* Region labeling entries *
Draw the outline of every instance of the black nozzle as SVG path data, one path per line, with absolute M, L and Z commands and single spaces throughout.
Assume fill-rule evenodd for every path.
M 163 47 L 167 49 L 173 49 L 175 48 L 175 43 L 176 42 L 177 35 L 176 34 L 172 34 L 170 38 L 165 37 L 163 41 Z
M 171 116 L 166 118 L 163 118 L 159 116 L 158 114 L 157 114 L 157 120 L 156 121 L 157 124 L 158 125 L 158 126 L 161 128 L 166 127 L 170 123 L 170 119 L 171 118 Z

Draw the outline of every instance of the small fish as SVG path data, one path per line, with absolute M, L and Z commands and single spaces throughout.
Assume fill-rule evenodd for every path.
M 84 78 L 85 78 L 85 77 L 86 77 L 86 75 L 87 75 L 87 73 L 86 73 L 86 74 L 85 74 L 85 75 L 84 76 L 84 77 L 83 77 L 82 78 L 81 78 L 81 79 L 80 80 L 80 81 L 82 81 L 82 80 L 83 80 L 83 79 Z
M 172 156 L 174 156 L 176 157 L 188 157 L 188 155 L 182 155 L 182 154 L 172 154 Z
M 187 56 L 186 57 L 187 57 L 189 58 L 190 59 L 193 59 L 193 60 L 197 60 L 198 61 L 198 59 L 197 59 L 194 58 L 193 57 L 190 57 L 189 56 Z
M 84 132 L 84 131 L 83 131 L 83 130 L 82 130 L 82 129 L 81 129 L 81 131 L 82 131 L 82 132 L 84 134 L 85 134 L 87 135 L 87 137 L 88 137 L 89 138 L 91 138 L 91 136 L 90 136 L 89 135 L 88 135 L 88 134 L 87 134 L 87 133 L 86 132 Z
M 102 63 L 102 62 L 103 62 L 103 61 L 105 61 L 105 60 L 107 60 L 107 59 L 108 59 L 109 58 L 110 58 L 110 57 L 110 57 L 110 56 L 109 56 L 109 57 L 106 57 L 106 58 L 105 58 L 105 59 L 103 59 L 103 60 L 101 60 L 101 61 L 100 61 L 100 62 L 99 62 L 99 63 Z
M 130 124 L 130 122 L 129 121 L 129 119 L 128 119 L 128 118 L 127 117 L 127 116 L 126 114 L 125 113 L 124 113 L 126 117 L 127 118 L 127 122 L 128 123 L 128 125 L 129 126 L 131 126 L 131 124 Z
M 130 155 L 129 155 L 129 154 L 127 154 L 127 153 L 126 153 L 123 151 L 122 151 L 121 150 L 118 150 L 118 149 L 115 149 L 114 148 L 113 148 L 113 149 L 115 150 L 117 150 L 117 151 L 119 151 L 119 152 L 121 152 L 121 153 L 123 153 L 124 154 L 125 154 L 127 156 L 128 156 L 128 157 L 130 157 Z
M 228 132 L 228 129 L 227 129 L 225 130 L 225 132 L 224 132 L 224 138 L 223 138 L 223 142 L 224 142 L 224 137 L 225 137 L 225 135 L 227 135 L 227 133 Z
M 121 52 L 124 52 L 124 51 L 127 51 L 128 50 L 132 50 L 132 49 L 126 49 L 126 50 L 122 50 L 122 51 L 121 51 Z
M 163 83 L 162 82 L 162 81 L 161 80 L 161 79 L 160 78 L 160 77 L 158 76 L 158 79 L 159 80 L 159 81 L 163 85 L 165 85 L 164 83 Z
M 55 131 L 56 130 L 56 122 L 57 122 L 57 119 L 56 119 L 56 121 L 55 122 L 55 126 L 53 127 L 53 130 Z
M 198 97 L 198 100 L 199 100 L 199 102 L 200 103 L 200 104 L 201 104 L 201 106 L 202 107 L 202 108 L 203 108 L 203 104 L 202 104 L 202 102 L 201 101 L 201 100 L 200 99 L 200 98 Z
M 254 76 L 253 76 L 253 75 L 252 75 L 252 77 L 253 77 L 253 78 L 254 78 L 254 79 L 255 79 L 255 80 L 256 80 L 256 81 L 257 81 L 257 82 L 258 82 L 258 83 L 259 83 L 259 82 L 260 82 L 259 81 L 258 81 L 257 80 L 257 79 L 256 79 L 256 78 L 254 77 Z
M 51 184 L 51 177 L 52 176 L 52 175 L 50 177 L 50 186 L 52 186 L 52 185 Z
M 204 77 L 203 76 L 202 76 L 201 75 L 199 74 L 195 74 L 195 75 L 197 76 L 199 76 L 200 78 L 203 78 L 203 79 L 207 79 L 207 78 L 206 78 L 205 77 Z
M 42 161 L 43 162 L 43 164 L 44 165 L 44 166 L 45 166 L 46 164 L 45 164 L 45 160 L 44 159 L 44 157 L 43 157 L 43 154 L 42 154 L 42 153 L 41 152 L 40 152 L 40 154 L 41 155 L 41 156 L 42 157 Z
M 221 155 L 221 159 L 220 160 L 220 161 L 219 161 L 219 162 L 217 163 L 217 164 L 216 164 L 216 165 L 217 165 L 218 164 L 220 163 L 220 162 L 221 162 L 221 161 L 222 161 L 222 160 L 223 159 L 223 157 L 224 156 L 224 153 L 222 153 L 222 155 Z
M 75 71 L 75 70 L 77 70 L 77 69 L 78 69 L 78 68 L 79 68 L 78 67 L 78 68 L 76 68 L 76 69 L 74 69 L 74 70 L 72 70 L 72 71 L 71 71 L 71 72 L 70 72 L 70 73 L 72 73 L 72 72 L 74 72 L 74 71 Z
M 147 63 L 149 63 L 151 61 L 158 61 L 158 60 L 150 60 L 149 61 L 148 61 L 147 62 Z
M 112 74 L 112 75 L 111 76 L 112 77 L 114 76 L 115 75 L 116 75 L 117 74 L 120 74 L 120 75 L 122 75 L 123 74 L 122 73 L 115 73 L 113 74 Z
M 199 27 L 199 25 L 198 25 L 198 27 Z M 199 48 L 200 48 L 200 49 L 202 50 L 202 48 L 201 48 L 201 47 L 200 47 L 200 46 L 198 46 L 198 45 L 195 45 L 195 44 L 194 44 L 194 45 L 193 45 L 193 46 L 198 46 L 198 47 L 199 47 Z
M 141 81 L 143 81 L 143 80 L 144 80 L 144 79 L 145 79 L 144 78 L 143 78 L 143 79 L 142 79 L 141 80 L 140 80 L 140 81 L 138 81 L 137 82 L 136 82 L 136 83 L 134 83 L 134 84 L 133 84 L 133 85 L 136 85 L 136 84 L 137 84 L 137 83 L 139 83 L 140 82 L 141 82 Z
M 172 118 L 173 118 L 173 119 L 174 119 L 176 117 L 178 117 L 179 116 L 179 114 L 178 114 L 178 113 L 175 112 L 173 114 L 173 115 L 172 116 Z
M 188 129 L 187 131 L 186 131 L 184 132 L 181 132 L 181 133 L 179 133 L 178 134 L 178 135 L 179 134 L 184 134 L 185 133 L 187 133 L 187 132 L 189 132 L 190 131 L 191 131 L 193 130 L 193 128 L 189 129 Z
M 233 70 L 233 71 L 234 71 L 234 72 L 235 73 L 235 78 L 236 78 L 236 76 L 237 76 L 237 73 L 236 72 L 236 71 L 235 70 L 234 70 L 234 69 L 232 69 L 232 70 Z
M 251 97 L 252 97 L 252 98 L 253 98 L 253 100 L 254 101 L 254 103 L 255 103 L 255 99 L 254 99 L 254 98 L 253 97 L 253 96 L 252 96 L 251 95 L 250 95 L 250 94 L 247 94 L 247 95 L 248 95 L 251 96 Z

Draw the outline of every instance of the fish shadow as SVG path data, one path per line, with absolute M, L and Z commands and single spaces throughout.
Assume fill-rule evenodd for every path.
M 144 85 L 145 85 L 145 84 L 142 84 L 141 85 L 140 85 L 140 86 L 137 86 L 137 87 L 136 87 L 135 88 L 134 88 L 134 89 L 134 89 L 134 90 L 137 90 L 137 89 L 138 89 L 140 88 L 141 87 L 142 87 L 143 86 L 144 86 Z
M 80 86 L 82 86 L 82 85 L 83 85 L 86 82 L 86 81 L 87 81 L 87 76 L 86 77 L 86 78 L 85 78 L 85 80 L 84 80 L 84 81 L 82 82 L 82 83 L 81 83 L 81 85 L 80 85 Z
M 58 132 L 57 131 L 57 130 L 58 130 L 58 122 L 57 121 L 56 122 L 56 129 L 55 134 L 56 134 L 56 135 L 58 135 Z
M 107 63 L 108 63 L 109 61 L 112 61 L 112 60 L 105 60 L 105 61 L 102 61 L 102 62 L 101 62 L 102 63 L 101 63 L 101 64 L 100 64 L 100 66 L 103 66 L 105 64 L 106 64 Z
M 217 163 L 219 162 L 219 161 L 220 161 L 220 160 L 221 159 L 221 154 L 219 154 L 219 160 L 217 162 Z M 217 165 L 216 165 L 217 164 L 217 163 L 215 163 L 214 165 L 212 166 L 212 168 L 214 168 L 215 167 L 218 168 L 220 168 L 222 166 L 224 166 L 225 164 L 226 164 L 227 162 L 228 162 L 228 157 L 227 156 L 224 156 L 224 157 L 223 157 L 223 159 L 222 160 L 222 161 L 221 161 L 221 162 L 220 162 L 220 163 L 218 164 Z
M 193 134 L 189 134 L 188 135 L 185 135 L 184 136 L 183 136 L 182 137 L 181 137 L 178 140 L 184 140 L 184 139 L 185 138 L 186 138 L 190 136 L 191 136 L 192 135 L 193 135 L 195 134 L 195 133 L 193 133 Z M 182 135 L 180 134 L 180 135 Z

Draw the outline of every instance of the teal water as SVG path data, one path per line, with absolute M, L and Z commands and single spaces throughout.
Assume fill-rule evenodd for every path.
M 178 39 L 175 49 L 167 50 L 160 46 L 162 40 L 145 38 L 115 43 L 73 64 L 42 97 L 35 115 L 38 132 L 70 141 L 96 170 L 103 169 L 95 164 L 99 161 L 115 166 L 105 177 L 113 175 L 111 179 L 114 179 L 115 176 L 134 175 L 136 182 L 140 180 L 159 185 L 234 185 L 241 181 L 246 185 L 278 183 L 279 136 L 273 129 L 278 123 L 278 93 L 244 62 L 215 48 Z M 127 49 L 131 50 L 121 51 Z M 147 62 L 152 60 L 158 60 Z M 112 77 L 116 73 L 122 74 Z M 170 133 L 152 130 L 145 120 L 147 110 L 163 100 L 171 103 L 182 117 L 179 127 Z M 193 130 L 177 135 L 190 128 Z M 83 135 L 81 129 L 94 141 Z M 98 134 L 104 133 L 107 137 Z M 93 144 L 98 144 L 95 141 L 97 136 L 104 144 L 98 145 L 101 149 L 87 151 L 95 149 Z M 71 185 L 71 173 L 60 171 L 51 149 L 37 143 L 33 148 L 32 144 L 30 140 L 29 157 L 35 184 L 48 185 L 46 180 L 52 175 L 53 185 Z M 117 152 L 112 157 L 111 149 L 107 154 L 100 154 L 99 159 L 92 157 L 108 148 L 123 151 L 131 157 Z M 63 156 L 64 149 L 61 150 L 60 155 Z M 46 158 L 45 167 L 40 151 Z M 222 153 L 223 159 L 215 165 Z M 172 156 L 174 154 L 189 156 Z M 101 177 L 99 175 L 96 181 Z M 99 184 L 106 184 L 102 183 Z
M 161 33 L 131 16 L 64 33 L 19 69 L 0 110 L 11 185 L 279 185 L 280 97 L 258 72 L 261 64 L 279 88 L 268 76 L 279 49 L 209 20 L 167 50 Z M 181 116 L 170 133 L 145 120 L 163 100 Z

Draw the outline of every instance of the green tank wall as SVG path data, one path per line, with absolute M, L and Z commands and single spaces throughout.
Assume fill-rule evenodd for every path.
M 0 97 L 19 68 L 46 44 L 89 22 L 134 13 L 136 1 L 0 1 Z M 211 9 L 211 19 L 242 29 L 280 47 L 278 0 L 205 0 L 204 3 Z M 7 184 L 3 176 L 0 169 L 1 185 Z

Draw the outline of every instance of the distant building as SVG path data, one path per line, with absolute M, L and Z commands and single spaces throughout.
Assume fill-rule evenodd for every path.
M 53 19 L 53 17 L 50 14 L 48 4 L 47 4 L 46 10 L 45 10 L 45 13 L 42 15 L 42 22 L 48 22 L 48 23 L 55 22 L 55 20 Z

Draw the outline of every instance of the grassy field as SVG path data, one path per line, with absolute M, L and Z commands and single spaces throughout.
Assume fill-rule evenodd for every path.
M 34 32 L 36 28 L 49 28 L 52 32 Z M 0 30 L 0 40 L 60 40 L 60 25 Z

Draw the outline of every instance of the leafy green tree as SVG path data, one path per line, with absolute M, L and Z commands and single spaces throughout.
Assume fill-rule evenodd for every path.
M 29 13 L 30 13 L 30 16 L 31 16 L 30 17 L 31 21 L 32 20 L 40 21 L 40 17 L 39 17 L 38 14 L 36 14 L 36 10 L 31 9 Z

* Task requirements *
Begin at the line that has "Draw the outline of every instance of the grassy" and continue through the last line of the items. Output those lines as a numbered list, skipping any blank lines.

* Output of the exercise *
1. Draw the outline of every instance of the grassy field as SVG path data, one path per line, with absolute M, L and Z commands and single spaces throughout.
2. Assume fill-rule evenodd for every path.
3. M 34 32 L 36 28 L 49 28 L 52 32 Z M 0 30 L 0 40 L 60 40 L 60 25 Z
4. Draw the outline of every instance of the leafy green tree as SVG path data, one path per line, with absolute M, L and Z commands and single spaces throughout.
5. Assume fill-rule evenodd for every path.
6. M 29 13 L 30 13 L 30 16 L 31 16 L 30 17 L 31 21 L 32 20 L 40 21 L 40 17 L 39 17 L 38 14 L 36 14 L 36 10 L 31 9 Z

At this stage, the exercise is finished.